-- Recorded information follows --

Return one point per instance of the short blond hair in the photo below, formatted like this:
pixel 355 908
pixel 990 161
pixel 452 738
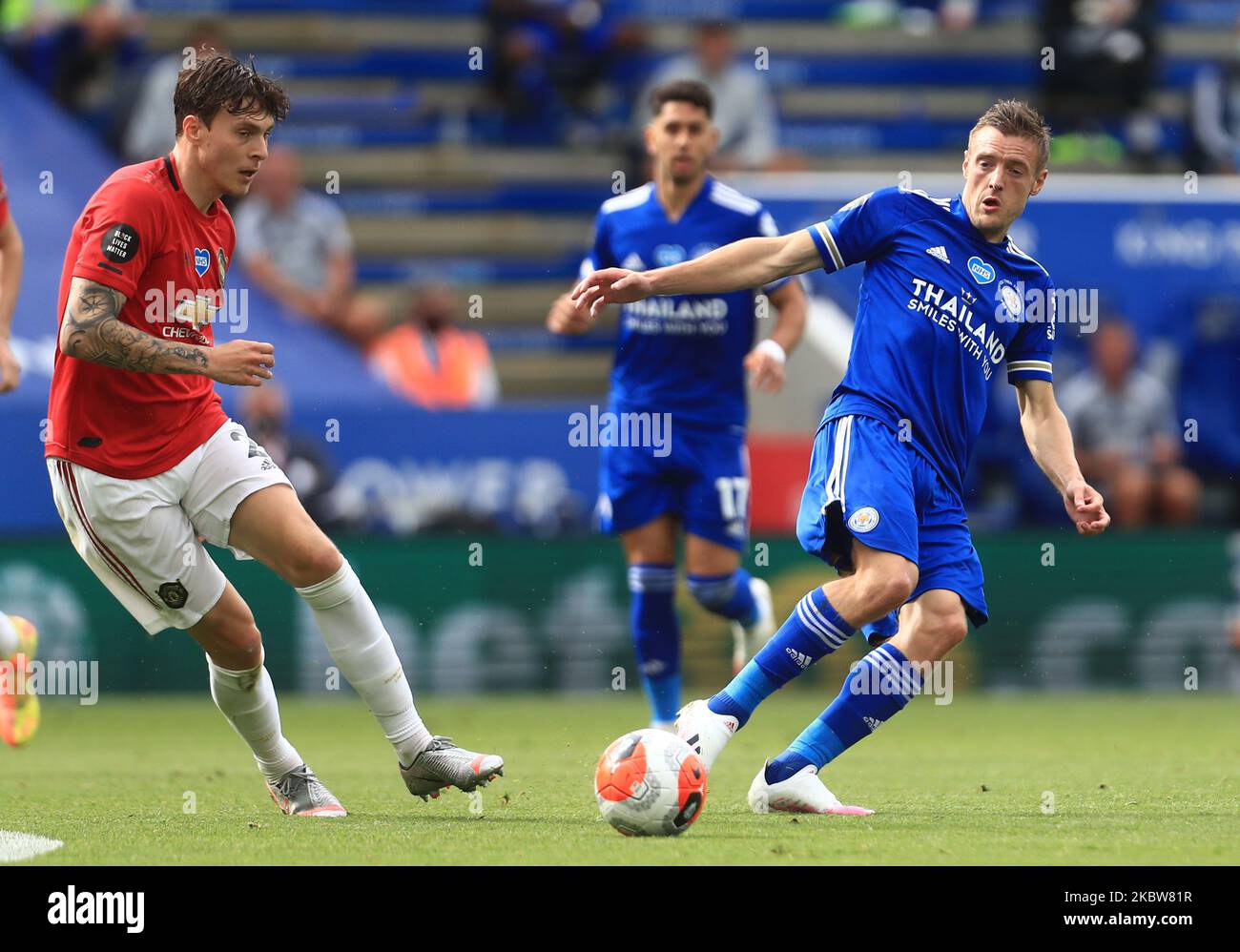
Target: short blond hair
pixel 1012 116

-- Recorded information concluded --

**Exercise instructions**
Leaving out the pictures, return the records exactly as given.

**Answer to the problem**
Return one point per instance of the short blond hair in the photo below, formatted like this:
pixel 355 908
pixel 990 161
pixel 452 738
Target: short blond hair
pixel 1012 116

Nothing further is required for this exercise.